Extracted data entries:
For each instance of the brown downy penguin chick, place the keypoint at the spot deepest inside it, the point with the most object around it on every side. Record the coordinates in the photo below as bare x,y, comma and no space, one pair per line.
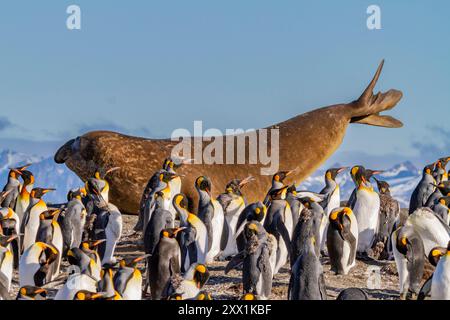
257,271
164,263
389,215
342,240
409,256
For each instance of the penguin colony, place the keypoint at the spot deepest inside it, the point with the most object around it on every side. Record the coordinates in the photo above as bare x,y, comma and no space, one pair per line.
289,228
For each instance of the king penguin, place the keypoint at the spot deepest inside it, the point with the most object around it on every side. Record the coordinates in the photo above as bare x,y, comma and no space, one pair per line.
279,223
366,209
409,257
31,293
255,258
389,218
253,212
189,286
342,240
332,200
211,213
277,183
23,199
307,281
442,209
10,224
161,219
31,220
72,221
440,282
423,190
6,261
164,263
194,238
36,264
13,187
50,233
128,279
233,203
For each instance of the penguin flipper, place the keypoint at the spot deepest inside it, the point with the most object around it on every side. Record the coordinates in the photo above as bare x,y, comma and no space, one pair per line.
345,233
235,262
224,238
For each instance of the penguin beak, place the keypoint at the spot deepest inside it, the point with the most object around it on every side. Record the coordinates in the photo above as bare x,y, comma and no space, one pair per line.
342,169
44,191
178,230
96,243
110,171
246,181
40,290
291,172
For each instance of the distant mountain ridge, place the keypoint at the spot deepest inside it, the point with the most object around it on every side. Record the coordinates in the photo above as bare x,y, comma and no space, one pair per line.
48,174
402,177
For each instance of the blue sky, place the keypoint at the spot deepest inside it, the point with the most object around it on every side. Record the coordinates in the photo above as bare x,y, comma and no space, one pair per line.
148,67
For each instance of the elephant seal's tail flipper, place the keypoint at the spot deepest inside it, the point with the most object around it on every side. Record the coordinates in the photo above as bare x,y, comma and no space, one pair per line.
366,110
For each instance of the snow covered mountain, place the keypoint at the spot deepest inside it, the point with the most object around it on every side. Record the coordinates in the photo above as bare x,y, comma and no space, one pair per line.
48,174
403,178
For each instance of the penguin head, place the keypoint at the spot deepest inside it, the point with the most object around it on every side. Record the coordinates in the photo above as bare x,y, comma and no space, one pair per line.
38,193
49,214
6,213
249,296
354,171
383,186
32,293
444,187
75,256
332,173
5,240
14,173
280,176
292,190
403,241
369,173
181,201
132,262
88,295
306,201
444,161
176,296
254,229
203,295
27,177
259,211
436,254
171,233
235,185
167,176
203,183
4,194
445,201
91,244
338,215
200,275
278,194
76,194
428,170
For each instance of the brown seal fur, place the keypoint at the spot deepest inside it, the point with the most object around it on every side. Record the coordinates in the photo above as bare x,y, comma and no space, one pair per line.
306,141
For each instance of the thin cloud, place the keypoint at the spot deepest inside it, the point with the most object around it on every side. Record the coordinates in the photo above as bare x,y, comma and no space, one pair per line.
5,123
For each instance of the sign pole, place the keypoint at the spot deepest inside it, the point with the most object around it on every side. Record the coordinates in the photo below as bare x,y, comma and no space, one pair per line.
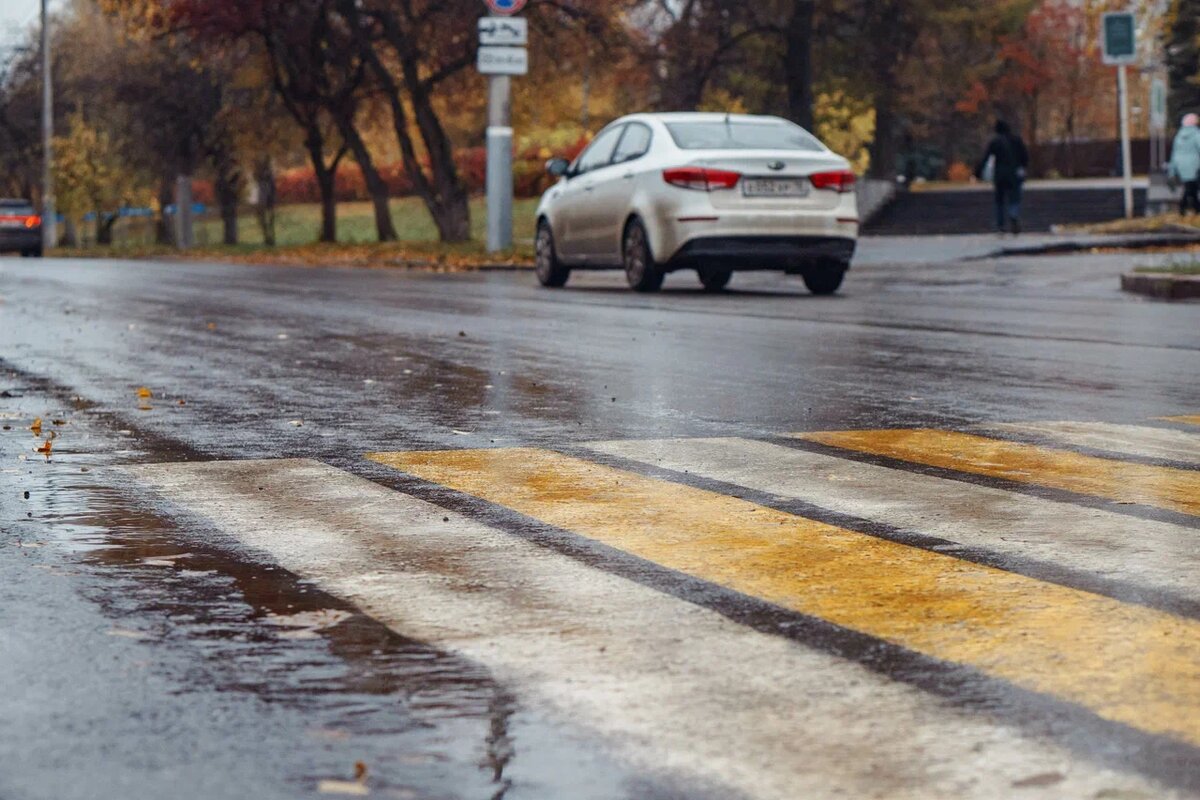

TASK GOAL: With images excluded, write the records above out again exactly.

OUTPUT BELOW:
For each instance of the brown downy penguin chick, place the keypoint at the spot deepest inside it, the point with the most object around it on every side. Record the coordinates in the photo below as bare x,y, comma and no space, one pair per line.
257,271
164,263
389,215
342,240
409,256
For each instance of the penguin colony, place the keypoint at the spot deepest inside it, the point with the most object around it on every side. Record the coordinates in the photo above as bare x,y, comma and no space, one pair per line.
289,228
For each instance of the king penguin, place the keypoint at the spot deepest inside it, the point with the most object around it on every side. Record the coordinates in the photo above as bare x,y, comma and no space, one pair per line.
279,223
366,209
409,257
31,293
255,258
389,218
253,212
189,286
342,240
332,200
211,213
277,183
23,199
307,281
442,209
10,224
161,219
31,220
72,221
440,282
423,190
6,261
164,263
194,238
36,264
13,187
50,233
128,279
233,203
For each instance of the penguin flipper, place the keypoint at the spot deepest inside it, the point with the most object around it on every side. Record the coordinates in the photo above as bare x,y, comma and no space, one pair per line.
345,233
235,262
224,238
For each instance of the penguin beak, place the keypoint at the spot deepest inside it, the point with the most object around it on every side. Record the coordinates in the photo above as bare x,y, comma and no space, one pair per line.
342,169
44,191
178,230
96,243
110,171
246,181
40,290
291,172
For each instance of the distant mountain ridge, place the keypoint at the spot deepest inside it, the point with the most object around it on every side. Record the coordinates in the photo above as bare x,y, comma and no space, one pair per line.
48,174
402,177
For each instance of the blue sky, place the keypoint at the spot deepest inside it, the point with the most object around it on every side. Record the coordinates in the photo above as bare x,y, comma and no space, one pair per line.
148,67
For each instance of the elephant seal's tail flipper, place the keypoint at the spot deepest inside it, the point with the most object around it on every side. Record the coordinates in the photo above as bare x,y, comma and no space, one pair per line.
366,110
For each instance of the snow covered mountain, place the keypoint at the spot deepest inside it, the point with the most object around it on every side. Record the coordinates in the photo above as bare x,y, comma and no space, one pair per line.
48,174
403,178
For each instance of the penguin head, place the keypoint at the spot deepest inside it, the point with the most object around it on every side. Record the coordinates in the photo above as bare x,y, comma and no space, one pair per line.
38,193
49,214
6,213
249,296
354,171
383,186
32,293
444,187
75,256
332,173
5,240
14,173
280,176
292,190
403,241
369,173
181,201
132,262
88,295
306,201
444,161
176,296
254,229
203,295
27,177
259,211
436,254
171,233
235,185
167,176
203,183
4,194
445,201
91,244
338,215
200,275
278,194
76,194
428,170
For each instance of the brown seal fur, place the keypoint at the spot deepest inside it, the point with the most object around it on every side. Record the coordinates in the photo above as bare x,y, comma and no space, one pair per line.
306,141
For each instance of the thin cloud, place the keypoint at the spot deepest inside it, the point with the most object around it on every side. Record the coordinates in the photo above as bare x,y, comma and no space, one pair per line.
5,123
For each instance of the sign pole, place the keypoint at the spot deepest inside it, the point with the most object around it on every side. Record the coordinates in the photo below as bare x,y, comma and no space, one pair per line.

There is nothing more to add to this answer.